**Data:**
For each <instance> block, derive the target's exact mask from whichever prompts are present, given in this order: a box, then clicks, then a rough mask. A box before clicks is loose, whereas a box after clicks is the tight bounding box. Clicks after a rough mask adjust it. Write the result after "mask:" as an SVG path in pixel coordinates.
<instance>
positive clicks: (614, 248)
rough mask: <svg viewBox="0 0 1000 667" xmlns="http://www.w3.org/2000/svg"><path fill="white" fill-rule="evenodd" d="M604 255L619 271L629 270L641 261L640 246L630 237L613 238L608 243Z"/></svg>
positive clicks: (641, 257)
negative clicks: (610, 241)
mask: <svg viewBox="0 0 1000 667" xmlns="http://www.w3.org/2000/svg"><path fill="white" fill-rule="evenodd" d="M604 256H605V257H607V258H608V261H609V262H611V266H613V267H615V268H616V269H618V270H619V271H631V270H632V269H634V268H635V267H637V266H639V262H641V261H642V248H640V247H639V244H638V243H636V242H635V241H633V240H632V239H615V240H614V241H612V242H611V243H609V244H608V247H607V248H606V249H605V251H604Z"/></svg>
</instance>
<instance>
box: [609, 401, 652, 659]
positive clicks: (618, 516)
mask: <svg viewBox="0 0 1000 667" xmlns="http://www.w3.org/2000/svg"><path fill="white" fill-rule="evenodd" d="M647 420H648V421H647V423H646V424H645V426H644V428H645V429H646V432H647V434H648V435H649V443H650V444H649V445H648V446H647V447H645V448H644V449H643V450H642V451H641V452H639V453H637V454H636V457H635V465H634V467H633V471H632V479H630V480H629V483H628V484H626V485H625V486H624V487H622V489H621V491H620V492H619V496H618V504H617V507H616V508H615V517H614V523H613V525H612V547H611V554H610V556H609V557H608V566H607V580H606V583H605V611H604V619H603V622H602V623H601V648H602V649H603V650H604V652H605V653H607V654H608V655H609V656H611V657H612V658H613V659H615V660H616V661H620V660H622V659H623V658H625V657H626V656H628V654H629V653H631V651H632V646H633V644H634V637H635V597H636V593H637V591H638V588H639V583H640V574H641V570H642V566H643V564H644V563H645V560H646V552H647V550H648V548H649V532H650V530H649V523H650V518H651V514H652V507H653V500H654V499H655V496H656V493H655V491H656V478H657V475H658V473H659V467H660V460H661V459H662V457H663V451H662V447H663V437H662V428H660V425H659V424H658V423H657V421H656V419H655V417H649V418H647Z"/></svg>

**Problem:**
Please copy out all of the items above, word for word.

**Solved exercise:**
For each <instance> block, derive the target's exact mask from whichever prompts are present, given in this order: a box, then clicks, then a rough mask. A box before clicks is loose, whereas a box after clicks is the tight bounding box. Clicks after a rough mask adjust it. Write the result after "mask:" as an SVG path in pixel coordinates.
<instance>
positive clicks: (614, 248)
rough mask: <svg viewBox="0 0 1000 667" xmlns="http://www.w3.org/2000/svg"><path fill="white" fill-rule="evenodd" d="M604 255L619 271L629 270L641 261L640 246L630 237L613 238L608 243Z"/></svg>
positive clicks: (641, 257)
negative clicks: (610, 241)
mask: <svg viewBox="0 0 1000 667" xmlns="http://www.w3.org/2000/svg"><path fill="white" fill-rule="evenodd" d="M604 256H605V257H607V258H608V261H609V262H611V266H613V267H615V268H616V269H618V270H619V271H631V270H632V269H634V268H635V267H637V266H639V262H641V261H642V248H640V247H639V244H638V243H636V242H635V241H633V240H632V239H615V240H614V241H612V242H611V243H609V244H608V247H607V248H606V249H605V251H604Z"/></svg>
</instance>
<instance>
box: [609, 401, 652, 659]
positive clicks: (618, 516)
mask: <svg viewBox="0 0 1000 667" xmlns="http://www.w3.org/2000/svg"><path fill="white" fill-rule="evenodd" d="M647 420H648V421H647V423H646V424H645V426H644V428H645V429H646V432H647V434H648V435H649V443H650V444H649V445H648V446H647V447H645V448H644V449H643V450H642V451H641V452H639V453H637V454H636V457H635V465H634V467H633V471H632V479H630V480H629V483H628V484H626V485H625V486H624V487H622V489H621V491H620V492H619V496H618V504H617V507H616V508H615V517H614V523H613V525H612V547H611V554H610V556H609V557H608V566H607V580H606V583H605V611H604V619H603V622H602V623H601V648H602V649H603V650H604V652H605V653H607V654H608V655H609V656H611V657H612V658H613V659H615V660H616V661H620V660H622V659H623V658H625V657H626V656H628V654H629V653H631V651H632V646H633V644H634V637H635V597H636V593H637V591H638V588H639V583H640V574H641V570H642V566H643V564H644V563H645V560H646V552H647V550H648V548H649V532H650V530H649V523H650V518H651V514H652V507H653V500H654V499H655V496H656V493H655V491H656V478H657V475H658V473H659V467H660V460H661V459H662V457H663V451H662V447H663V437H662V428H660V425H659V424H658V423H657V421H656V419H655V417H649V418H647Z"/></svg>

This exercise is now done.